- [Exercise requirements]: Output the material below as a Markdown table with the columns No. and Text. Put one line per row with its row number, and leave out blank lines.

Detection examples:
* * *
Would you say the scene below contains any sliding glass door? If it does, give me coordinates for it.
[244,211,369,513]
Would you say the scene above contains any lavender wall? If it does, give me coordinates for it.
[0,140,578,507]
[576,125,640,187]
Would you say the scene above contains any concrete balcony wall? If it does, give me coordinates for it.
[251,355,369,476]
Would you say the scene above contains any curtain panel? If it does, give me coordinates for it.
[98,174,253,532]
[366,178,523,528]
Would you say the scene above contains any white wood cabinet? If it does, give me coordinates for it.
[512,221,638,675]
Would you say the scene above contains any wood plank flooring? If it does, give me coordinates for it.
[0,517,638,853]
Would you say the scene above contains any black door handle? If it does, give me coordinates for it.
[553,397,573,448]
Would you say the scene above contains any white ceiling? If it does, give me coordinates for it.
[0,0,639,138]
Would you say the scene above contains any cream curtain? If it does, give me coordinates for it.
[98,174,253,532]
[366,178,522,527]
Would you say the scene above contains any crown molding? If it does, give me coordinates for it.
* * *
- [The reply]:
| No. | Text |
|---|---|
| 1 | Would you say the scene below contains any sliding glass door? If it does, give me coordinates for it. |
| 2 | [244,211,369,513] |
| 3 | Would you say the scene above contains any lavender wall? If it does, give me coordinates for it. |
| 4 | [0,140,578,507] |
| 5 | [576,125,640,187] |
| 6 | Would you say the scene above contains any concrete balcony wall? If it does, give me coordinates for it. |
| 7 | [251,355,369,476] |
| 8 | Would you say the scene above contains any curtain panel? If it does, give me coordinates for it. |
| 9 | [98,174,253,532] |
| 10 | [366,178,523,528] |
| 11 | Would you say the scene above contains any white wood cabinet? If it does, give me coordinates for it. |
| 12 | [512,221,638,675] |
| 13 | Would you say the scene above contains any wood plank flooring? If it does, give me coordinates for it. |
| 14 | [0,517,638,853] |
| 15 | Would you say the scene above contains any black door handle? If it does, give me coordinates for it. |
| 16 | [553,397,573,448] |
| 17 | Would you say the scene above contains any white ceiling? If it does, give me coordinates for it. |
| 18 | [0,0,639,138] |
| 19 | Would you say the scene above contains any cream curtain? If it does, give me coordinates for it. |
| 20 | [98,174,253,532] |
| 21 | [366,178,522,527] |
| 22 | Would you say the scene above contains any crown molding? If it does, give me coordinates for it. |